INSTRUCTIONS TO FOLLOW >>
How many of the lines below contain the word "pole"? Reply with the number only.
-- Start of AVAILABLE DATA --
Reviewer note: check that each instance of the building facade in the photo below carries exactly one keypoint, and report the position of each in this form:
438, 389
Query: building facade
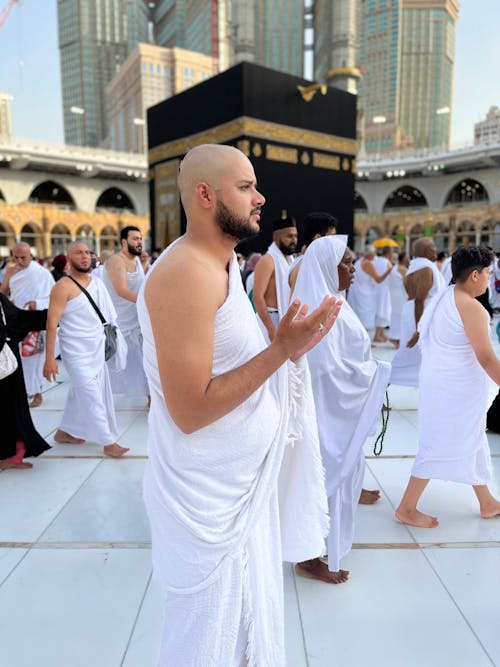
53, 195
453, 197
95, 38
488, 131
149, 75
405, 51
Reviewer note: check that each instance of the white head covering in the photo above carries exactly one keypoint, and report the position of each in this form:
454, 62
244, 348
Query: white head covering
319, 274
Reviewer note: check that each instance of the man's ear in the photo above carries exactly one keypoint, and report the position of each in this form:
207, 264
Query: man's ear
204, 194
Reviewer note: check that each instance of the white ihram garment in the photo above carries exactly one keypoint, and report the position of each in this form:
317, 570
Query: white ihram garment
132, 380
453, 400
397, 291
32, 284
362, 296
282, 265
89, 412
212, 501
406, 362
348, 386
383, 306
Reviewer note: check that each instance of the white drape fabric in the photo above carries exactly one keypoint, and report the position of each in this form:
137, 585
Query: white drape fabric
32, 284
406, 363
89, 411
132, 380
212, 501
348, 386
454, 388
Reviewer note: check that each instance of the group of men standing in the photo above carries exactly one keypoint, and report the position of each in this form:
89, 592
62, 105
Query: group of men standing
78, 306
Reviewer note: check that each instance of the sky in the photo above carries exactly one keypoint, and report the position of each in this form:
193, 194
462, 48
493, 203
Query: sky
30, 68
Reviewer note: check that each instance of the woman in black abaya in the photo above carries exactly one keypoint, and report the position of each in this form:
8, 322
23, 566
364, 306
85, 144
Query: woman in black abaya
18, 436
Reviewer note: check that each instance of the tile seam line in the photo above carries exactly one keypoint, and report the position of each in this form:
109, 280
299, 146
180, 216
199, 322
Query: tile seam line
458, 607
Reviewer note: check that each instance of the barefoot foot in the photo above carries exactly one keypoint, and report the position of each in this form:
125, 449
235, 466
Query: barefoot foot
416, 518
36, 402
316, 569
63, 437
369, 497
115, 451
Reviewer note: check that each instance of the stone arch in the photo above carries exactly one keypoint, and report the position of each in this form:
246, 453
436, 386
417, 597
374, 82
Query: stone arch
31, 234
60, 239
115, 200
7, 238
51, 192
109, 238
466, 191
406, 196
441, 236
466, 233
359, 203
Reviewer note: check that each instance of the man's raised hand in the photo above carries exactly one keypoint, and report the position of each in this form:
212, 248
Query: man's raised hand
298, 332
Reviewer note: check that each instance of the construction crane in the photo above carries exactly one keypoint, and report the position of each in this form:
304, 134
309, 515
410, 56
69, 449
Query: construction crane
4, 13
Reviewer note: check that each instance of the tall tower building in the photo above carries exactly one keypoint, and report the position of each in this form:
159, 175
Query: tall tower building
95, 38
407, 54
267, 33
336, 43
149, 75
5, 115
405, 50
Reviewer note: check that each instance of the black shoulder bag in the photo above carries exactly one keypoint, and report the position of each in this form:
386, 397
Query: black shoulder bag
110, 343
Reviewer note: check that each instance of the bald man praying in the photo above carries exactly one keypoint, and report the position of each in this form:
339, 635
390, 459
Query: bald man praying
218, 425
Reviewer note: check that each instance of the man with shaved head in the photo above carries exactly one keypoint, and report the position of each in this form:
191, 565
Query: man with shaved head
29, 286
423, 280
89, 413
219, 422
-- End of AVAILABLE DATA --
-- Start of AVAILABLE DATA --
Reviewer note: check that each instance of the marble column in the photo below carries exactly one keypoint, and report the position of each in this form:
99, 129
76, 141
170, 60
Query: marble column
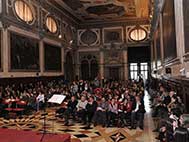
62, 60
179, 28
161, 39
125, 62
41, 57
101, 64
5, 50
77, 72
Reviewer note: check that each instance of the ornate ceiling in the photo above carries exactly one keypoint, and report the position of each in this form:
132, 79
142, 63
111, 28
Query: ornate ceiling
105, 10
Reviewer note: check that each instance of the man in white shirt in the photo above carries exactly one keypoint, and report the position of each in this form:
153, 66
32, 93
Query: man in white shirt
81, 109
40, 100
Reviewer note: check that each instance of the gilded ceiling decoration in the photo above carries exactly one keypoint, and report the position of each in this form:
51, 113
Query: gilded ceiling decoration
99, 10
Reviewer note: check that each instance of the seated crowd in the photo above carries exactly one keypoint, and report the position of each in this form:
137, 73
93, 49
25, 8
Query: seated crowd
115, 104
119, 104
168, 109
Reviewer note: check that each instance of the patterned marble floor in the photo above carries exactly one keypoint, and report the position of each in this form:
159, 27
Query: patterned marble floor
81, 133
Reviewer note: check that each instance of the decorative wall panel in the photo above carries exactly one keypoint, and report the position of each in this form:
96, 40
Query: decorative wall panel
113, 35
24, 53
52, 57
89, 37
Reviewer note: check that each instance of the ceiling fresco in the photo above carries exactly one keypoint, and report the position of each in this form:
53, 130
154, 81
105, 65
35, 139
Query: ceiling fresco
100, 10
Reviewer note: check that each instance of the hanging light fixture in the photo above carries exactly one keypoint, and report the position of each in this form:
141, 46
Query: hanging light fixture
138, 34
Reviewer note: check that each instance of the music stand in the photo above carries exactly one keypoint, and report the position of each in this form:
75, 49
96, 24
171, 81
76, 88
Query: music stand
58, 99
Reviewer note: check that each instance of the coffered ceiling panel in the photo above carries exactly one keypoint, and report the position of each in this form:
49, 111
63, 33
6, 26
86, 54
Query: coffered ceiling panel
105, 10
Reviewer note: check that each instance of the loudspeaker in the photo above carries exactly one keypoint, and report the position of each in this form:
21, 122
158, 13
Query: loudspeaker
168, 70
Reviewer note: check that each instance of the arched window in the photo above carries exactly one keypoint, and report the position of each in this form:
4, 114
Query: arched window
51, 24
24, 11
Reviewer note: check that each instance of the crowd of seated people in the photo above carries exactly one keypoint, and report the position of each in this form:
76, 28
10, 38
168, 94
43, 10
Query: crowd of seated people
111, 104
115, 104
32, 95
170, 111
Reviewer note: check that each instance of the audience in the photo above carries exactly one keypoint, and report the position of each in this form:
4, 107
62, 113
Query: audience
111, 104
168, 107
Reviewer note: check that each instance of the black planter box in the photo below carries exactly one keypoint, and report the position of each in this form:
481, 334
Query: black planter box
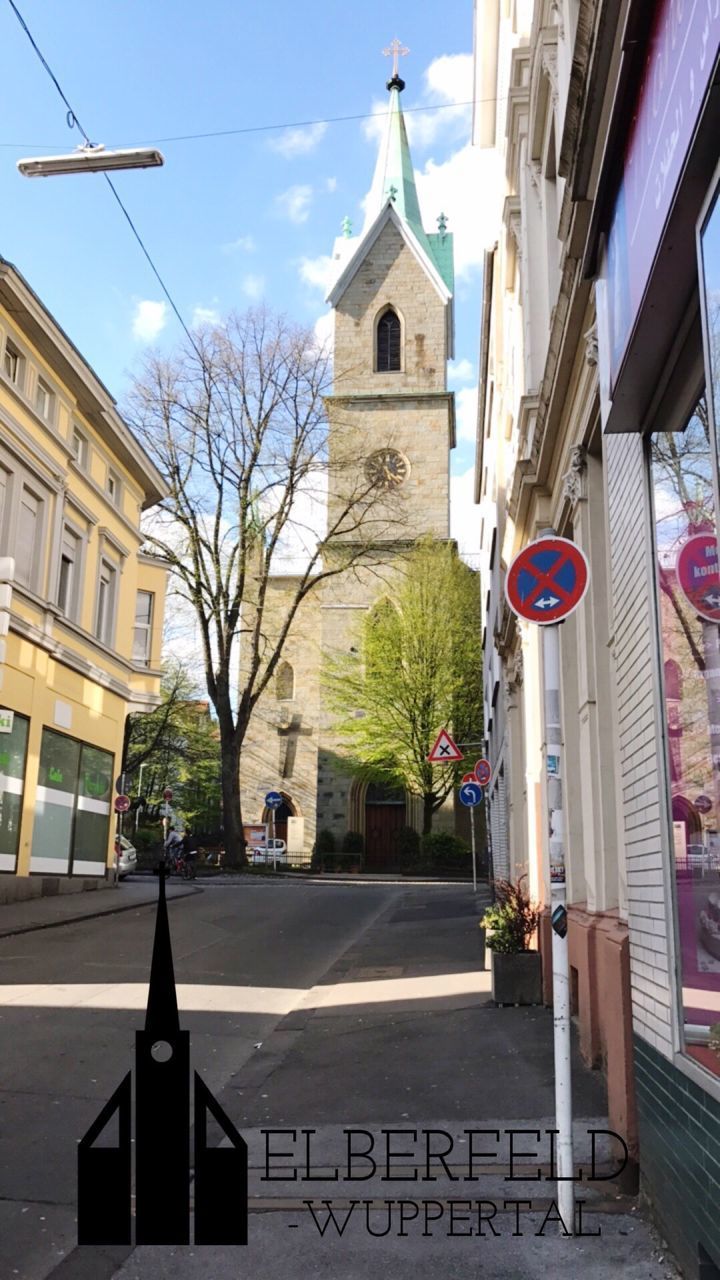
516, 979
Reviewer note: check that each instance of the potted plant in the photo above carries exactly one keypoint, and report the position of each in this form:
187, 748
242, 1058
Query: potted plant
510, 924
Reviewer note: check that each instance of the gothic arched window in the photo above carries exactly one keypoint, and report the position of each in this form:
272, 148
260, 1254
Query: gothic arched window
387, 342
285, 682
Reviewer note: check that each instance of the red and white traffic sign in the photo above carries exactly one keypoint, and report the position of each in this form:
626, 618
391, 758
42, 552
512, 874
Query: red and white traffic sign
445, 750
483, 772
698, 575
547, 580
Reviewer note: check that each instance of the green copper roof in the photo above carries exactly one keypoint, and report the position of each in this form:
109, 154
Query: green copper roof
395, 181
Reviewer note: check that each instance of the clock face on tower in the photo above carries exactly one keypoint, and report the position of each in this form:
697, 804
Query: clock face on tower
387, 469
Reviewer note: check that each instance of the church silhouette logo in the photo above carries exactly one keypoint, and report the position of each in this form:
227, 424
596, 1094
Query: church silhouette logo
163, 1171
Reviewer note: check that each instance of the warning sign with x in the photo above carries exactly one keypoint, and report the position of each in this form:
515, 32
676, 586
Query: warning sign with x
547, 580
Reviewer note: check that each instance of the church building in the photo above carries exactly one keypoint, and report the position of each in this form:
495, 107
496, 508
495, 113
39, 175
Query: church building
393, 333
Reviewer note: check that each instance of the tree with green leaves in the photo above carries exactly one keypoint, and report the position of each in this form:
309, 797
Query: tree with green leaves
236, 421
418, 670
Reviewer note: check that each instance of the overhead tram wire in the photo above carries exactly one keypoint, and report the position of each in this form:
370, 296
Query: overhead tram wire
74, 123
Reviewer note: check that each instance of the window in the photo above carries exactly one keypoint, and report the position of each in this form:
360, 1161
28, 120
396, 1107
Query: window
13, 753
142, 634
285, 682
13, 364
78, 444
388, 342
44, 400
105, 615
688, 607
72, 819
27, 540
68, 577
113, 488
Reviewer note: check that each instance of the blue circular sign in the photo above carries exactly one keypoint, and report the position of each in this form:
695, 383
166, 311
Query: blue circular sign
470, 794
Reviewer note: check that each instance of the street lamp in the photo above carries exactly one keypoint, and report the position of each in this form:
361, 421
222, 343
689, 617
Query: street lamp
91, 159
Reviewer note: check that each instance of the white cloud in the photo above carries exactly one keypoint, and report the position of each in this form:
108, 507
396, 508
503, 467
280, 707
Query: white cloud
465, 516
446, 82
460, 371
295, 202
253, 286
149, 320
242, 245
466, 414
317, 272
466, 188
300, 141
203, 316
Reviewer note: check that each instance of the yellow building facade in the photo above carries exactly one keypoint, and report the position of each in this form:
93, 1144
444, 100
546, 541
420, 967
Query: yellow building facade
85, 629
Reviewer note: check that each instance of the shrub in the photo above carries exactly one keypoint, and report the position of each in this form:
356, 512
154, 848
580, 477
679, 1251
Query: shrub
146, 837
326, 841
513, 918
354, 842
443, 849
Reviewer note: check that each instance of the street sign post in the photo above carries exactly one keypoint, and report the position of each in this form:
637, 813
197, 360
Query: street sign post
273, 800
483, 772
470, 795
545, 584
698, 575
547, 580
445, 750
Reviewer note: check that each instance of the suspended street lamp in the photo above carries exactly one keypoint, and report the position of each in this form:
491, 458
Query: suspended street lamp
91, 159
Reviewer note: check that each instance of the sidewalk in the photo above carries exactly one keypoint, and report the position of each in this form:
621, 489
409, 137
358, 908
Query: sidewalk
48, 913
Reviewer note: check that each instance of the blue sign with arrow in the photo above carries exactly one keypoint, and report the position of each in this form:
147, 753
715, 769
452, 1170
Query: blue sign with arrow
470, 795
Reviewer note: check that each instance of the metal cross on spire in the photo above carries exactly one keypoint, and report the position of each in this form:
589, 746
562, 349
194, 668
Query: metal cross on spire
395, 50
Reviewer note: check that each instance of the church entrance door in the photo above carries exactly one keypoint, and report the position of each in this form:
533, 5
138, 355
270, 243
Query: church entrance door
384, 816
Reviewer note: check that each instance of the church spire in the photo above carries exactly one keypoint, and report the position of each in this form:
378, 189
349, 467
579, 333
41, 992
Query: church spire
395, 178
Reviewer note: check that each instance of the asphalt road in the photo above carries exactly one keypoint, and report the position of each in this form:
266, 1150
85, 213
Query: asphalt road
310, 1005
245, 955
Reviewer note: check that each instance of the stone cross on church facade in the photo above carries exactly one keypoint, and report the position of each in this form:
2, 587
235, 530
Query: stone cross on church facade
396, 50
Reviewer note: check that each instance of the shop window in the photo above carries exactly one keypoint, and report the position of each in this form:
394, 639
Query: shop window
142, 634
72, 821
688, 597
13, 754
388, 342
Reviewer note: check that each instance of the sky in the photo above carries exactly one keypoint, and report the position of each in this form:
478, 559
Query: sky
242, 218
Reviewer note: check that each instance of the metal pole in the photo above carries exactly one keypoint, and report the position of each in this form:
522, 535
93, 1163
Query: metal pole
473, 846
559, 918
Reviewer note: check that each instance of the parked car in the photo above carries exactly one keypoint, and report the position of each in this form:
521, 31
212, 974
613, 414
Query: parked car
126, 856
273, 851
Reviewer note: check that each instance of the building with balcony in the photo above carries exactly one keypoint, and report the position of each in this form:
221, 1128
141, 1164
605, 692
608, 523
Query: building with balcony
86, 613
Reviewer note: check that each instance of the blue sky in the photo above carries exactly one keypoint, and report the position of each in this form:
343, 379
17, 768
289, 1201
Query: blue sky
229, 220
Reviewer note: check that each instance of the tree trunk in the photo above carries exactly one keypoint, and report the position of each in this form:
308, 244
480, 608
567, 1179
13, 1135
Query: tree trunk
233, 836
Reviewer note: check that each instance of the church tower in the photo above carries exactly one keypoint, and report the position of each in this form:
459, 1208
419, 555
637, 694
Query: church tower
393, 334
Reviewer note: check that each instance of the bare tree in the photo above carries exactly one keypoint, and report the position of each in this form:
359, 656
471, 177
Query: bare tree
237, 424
-- End of AVAILABLE DATA --
EXERCISE RESPONSE >>
2